*Text provided:*

┌────────

During his ambassadorial tenure the Gilgit to Xinjiang portion of the Karakoram Highway connecting Pakistan to China was inaugurated and opened to the public.
More than thirty trade agreements between China and Pakistan were finalised during his tenure.
He retired in 1985 and his tenure as Ambassador to China was extended for a year.
In October 1986 he returned and became Principal Staff Officer to the President of Pakistan, General Muhammad Ziaul Haq. In August 1988 the President was killed when his plane crashed near Bahawalpur.
In 1989 Maqbool Ahmad Bhatty was appointed as Member, Federal Public Service Commission, Islamabad for a term of three years. In this capacity he was responsible for the selection and recruitment of new Civil Service officers and the promotions of existing officers. He interviewed Civil Service candidates all over the country.
After his retirement from the Federal Public Service Commission, he was also a Course Director (China and Far East Studies) at Pakistan’s Foreign Service Academy and a Member of the Commercial Censor Board of the Pakistan Television Corporation. He appeared regularly on television (and occasionally on Radio Pakistan) as a respected analyst of international relations.
Maqbool Bhatty in 2009.
He was an active member of the Boards of Governors of the Institute for Strategic Studies and the Institute for Regional Studies as well as an active contributor to their journals. He also served as Vice President of the Islamabad Council for World Affairs. He participated in international-level foreign relations seminars hosted by the University of Karachi and by the Hanns Seidel Foundation in Islamabad.
He was also invited on occasion to lecture on Pak-China and regional elations at the armed forces’ National Defence University in Islamabad. These courses were attended by the rank of Brigadier/Wing Commander/Naval Commander and above.

└────────

*Data block:*

┌────────

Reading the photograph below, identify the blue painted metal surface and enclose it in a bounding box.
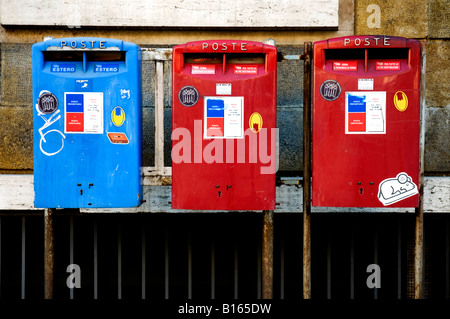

└────────

*Directions for this task:* In the passage on Maqbool Ahmad Bhatty, write out the stretch from "More than thirty" through "for a year.", substituting "commercial accords" for "trade agreements". The material plays no part in what follows.

*Response below:*
More than thirty commercial accords between China and Pakistan were finalised during his tenure.
He retired in 1985 and his tenure as Ambassador to China was extended for a year.